THE REQUEST:
Copy the lines verbatim, beginning with the line that contains "of the umbel" and continuing through the end of the data, and only those lines.

####

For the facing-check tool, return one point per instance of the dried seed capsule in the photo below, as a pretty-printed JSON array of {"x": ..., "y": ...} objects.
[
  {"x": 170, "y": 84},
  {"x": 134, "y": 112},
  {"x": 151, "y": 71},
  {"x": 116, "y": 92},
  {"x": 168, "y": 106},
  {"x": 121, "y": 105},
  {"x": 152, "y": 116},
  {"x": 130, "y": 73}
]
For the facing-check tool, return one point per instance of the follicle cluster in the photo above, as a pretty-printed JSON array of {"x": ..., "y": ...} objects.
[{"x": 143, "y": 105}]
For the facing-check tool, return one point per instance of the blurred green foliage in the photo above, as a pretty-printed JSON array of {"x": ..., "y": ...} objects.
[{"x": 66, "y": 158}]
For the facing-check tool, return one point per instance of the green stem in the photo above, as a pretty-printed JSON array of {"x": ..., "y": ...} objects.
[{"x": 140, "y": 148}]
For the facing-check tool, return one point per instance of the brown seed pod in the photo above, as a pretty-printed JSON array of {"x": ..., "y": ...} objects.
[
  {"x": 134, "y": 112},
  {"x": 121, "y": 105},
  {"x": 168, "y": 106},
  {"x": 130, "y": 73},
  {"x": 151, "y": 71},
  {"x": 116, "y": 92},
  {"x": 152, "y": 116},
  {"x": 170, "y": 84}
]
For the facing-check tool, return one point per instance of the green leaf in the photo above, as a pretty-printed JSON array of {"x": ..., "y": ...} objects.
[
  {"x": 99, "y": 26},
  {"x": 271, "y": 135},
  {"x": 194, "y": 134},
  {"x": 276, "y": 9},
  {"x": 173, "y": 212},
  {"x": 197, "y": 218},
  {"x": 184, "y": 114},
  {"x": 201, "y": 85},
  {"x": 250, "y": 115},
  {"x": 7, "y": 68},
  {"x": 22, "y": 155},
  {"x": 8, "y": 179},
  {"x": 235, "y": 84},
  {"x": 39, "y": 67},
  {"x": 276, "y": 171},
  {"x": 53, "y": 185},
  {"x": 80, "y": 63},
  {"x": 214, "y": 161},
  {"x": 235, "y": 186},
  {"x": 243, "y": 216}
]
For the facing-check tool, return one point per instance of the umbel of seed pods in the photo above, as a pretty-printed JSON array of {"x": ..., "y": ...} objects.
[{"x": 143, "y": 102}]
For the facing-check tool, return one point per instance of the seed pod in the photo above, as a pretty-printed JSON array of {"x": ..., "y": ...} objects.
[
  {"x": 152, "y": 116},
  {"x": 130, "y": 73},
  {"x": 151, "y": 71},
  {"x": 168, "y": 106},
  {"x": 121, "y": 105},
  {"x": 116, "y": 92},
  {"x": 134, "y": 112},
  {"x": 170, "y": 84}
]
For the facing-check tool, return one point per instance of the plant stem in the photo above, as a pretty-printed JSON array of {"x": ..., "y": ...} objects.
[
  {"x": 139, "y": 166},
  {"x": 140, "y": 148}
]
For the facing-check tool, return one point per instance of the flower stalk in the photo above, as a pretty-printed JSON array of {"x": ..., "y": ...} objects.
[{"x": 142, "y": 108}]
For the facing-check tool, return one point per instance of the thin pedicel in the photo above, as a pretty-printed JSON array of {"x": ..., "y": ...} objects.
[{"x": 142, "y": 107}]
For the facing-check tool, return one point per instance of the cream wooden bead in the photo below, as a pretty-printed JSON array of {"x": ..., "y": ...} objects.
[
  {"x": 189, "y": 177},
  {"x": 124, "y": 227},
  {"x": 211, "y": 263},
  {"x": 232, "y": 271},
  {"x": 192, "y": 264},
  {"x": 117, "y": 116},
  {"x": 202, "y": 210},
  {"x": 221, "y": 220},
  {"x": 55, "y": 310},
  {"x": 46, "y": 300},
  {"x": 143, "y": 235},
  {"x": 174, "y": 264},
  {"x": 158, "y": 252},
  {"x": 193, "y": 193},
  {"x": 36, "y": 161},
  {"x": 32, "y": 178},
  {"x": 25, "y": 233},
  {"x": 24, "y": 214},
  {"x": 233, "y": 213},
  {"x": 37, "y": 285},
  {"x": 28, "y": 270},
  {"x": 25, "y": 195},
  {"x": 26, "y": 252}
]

####

OUTPUT OF THE TASK:
For the facing-check tool, return one point per instance of the umbel of seed pods in the photo above, as a pretty-printed JSON array of {"x": ..., "y": ...} objects.
[{"x": 143, "y": 102}]
For the facing-check tool, return one point per instance of the seed pod in the photo above, as a pretty-printed JSON array of {"x": ..., "y": ...} objects.
[
  {"x": 152, "y": 116},
  {"x": 130, "y": 73},
  {"x": 151, "y": 71},
  {"x": 168, "y": 106},
  {"x": 121, "y": 105},
  {"x": 116, "y": 92},
  {"x": 134, "y": 112},
  {"x": 170, "y": 84}
]
For the facing-check tool, return one point per instance of the plant stem in the photo above, as a pretty-printed JSON array of {"x": ..., "y": ...} objects.
[
  {"x": 139, "y": 166},
  {"x": 140, "y": 148}
]
For the facing-check tool, return one point per instance of the flower stalk in the photo above, as a pretty-printed JSON array of {"x": ..., "y": ...} objects.
[{"x": 142, "y": 108}]
For the facing-check tool, return one point per instance of the thin pedicel in the photo above, as a pretty-printed JSON array of {"x": ..., "y": ...} objects.
[{"x": 142, "y": 107}]
For the facing-check tool, return one point per instance of the cream wooden bead in the photo below, as a pretty-printed JSON array of {"x": ..., "y": ...} objects.
[
  {"x": 189, "y": 177},
  {"x": 124, "y": 227},
  {"x": 211, "y": 263},
  {"x": 232, "y": 271},
  {"x": 192, "y": 264},
  {"x": 117, "y": 116},
  {"x": 202, "y": 210},
  {"x": 221, "y": 220},
  {"x": 55, "y": 310},
  {"x": 46, "y": 300},
  {"x": 143, "y": 235},
  {"x": 174, "y": 264},
  {"x": 158, "y": 252},
  {"x": 193, "y": 193},
  {"x": 36, "y": 161},
  {"x": 32, "y": 178},
  {"x": 25, "y": 233},
  {"x": 24, "y": 214},
  {"x": 233, "y": 213},
  {"x": 37, "y": 285},
  {"x": 28, "y": 270},
  {"x": 25, "y": 195},
  {"x": 26, "y": 252}
]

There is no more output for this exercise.